■ **EXTRACT TO READ**
★ ★ ★ ★ ★ ★ ★

Tiffany Yu: I guess I'll put just a small asterisk in it and say that I feel I feel really grateful to have a strong support system so that if my way of unlearning shame is putting something out on the Internet, I know that there are other places that I can turn to for support in case something goes awry? And and I think that's been something that has been important to my sustainability as an advocate. And and even I I think I think one of the things I had to unlearn too was I don't need to have a hot take on everything that is happening in the disability space. And and I do think there was a period of time, like you said, about, like, what does it look like to be an imperfect advocate? But how do we be an advocate in community with so many other movers and shakers? Right? And so if there's something like and so for me, I think about, like, micro advocacy a lot. Like, what are the things if I don't know what to say, that little share button that looks like an airplane triangle is just right there, and I can amplify something else that someone has put a lot of time and research and effort into. And that that can't necessarily be the only thing we do, but that's a start to say, okay. I don't I don't know what to say or I don't have the right thing to say right now, but I do know that there are other people I can turn to trusted voices that I'm willing to, share them have them share and come onto my platform. Absolutely.
Erin Hawley: Thank you for saying that you don't feel like you have to have an opinion on every single topic in the disability community because I see that a lot on social media, not just, like, the disability community. But I feel like disabled people tend to be, I think, more chronically online because of the accessibility of it compared to the outside world, and building community on the Internet is a lot easier and more accessible. But I do think there is a fear in some people that they're gonna say excuse me. They're gonna say challenging or do the launching. And I feel like having that grace for people to make a mistake is fine. And I feel like having that space that's open like that makes it even easier for people to get involved in the community.
Tiffany Yu: Yeah. And and I do wonder if we are giving people that space to make mistakes, and, and I've had my own experiences. I, I guess the way I look at it is I, I I there are parts of my life where I wanna learn out loud. And so I will learn out loud, which means things will show up on social media. And in some ways, I feel grateful that our community trusts us enough to let us know when we've made a mistake and and and is forgiving and gives us gives us the grace. But I also look at how quickly sometimes cancel culture doesn't doesn't give people the the space to make mistakes. Right? And then and then that fear comes in. And sometimes, right, it's and this is privilege.
Privilege says it is easier to opt out than it is to learn out loud and try to make a mistake. And and part of part of this book, The Anti Ableist Manifesto, was really about how can we make disability advocacy accessible for everyone? Because I want people who are not disabled yet to join us. I want the people who enjoy audiobooks and electric toothbrushes and jacuzzis and elevators and luggage with wheels who are appreciating our access features to also appreciate us. And I I think that because yeah. And I don't know if you have I guess this is me asking you for a hot take. It's like, I I don't I I know actually, I heard Nicole Kidman say this. She said, I know what actions I can take to make a difference because she was talking about working with women directors. She said, this is what I know how to do.

★ ★ ★ ★ ★ ★ ★

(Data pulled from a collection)
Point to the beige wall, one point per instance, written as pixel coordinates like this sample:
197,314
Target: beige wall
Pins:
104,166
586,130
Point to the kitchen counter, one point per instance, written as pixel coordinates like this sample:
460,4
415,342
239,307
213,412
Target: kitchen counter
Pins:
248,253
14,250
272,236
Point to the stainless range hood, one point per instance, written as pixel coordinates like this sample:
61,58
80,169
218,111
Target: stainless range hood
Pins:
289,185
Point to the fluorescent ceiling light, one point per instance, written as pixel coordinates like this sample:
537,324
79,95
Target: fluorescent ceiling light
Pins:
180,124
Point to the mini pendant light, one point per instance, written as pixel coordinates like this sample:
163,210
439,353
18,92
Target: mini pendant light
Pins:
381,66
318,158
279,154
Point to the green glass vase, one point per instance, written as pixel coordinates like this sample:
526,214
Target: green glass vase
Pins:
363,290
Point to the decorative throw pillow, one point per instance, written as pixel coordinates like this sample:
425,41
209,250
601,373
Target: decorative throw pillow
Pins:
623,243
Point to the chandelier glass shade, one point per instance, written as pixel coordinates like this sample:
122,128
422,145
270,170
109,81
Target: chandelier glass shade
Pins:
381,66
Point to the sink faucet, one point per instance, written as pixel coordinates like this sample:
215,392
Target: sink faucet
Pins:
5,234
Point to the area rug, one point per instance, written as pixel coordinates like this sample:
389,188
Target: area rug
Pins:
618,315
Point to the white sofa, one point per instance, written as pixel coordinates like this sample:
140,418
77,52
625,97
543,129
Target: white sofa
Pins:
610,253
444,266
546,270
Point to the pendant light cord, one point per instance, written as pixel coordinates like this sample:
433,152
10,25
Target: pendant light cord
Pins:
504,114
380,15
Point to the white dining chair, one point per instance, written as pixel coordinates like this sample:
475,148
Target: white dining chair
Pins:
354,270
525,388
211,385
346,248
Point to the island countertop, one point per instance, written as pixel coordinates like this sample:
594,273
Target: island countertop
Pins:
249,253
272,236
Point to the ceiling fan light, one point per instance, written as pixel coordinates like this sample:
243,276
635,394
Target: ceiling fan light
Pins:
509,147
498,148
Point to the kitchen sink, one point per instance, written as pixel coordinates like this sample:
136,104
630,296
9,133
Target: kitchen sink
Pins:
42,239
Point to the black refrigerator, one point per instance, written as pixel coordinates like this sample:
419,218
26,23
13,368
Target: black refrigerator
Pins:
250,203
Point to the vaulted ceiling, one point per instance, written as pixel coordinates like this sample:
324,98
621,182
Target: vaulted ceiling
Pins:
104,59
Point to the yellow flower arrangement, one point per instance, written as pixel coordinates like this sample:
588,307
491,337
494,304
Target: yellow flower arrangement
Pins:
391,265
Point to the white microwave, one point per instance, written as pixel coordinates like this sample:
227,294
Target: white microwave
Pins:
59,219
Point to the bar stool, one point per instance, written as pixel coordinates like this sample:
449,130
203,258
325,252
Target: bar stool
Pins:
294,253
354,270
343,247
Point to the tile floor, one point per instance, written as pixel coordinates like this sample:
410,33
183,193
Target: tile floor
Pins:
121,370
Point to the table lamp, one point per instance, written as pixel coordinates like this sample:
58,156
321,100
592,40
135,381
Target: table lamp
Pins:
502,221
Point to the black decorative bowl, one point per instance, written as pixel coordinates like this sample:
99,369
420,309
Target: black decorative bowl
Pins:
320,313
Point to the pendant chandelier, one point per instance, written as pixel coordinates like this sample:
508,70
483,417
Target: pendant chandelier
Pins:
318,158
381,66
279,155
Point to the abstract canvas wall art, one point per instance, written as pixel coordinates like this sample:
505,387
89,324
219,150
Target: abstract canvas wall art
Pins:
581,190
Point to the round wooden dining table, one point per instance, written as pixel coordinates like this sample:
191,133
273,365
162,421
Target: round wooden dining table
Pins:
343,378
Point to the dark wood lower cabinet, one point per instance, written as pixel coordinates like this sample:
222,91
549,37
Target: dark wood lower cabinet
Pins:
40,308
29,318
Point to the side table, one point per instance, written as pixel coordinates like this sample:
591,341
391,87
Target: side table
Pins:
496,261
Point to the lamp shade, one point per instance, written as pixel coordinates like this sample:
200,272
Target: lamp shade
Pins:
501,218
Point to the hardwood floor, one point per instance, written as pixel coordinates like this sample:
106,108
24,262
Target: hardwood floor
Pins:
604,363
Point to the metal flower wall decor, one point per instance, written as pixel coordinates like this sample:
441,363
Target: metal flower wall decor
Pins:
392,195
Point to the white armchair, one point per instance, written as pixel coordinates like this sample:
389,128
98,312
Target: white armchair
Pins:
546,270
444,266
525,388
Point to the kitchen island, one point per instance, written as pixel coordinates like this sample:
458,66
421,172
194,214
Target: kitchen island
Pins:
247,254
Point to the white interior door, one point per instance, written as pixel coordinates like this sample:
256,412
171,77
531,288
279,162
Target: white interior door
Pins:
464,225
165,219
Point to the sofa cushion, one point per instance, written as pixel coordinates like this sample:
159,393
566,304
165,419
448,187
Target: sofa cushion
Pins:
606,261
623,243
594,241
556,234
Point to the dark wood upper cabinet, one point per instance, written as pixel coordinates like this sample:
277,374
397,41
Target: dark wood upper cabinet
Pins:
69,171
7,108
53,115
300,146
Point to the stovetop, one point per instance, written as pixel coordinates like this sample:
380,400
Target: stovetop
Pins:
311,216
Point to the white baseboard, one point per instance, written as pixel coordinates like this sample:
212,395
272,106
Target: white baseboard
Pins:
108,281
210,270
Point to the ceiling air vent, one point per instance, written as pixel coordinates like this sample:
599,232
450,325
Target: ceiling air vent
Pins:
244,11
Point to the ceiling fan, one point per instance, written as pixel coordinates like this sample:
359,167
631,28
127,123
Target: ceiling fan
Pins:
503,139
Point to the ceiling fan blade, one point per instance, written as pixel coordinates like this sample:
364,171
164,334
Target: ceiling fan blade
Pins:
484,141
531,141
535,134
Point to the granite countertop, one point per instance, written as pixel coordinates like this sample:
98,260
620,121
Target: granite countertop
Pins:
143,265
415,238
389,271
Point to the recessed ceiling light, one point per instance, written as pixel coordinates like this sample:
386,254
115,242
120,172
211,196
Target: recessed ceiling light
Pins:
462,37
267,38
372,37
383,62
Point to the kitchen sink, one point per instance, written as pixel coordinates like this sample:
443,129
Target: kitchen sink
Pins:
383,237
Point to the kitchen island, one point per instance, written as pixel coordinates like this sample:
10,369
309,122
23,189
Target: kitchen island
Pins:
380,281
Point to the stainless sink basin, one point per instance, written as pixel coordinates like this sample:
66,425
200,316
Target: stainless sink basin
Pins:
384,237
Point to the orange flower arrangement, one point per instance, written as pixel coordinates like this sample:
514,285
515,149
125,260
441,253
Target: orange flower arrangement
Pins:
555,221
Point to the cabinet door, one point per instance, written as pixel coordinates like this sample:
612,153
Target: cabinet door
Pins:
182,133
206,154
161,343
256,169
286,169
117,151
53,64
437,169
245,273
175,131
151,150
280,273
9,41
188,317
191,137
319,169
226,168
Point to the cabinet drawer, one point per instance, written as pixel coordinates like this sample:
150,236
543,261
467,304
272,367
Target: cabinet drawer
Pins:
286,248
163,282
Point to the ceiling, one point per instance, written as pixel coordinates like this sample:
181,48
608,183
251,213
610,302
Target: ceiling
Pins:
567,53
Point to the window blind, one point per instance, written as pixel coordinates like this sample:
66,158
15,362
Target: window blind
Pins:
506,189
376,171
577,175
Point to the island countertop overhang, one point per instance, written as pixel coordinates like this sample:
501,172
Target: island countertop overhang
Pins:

★ ★ ★ ★ ★ ★ ★

■ **GIVEN PROBLEM A**
What is the title of the book Tiffany Yu names in the conversation on disability advocacy?
■ **GIVEN PROBLEM B**
Carry on the conversation on disability advocacy from its last line.

■ **FINAL RESULT A**
The Anti Ableist Manifesto.

■ **FINAL RESULT B**
And, and then she kind of tied it into the economic imperative too, which is like when the film does well, it signals to the industry that more. But she was saying, I know what I can do. So what I can do is give people grace and write a book about, hey, learning should never be about shame. And please, I wanna make this digestible for you. The chapters are so short. I think there's one chapter that's even three pages. There are reflection questions for you to digest. There are suggested scripts and action items in there for you too.
But but, yeah, I I I don't know if we've gotten better about giving people more grace around making mistakes.
Erin Hawley: I don't think we have. But Yeah. I well, I am seeing more grace given, but it's still not where it used to be. And that to me is upsetting because I know there's a lot of people out there who maybe don't consider themselves as having a disability, but they do. And then having this, like, cancel culture, however you wanna phrase it, is scary to them. And they're they're afraid to explore their identity in a safe space.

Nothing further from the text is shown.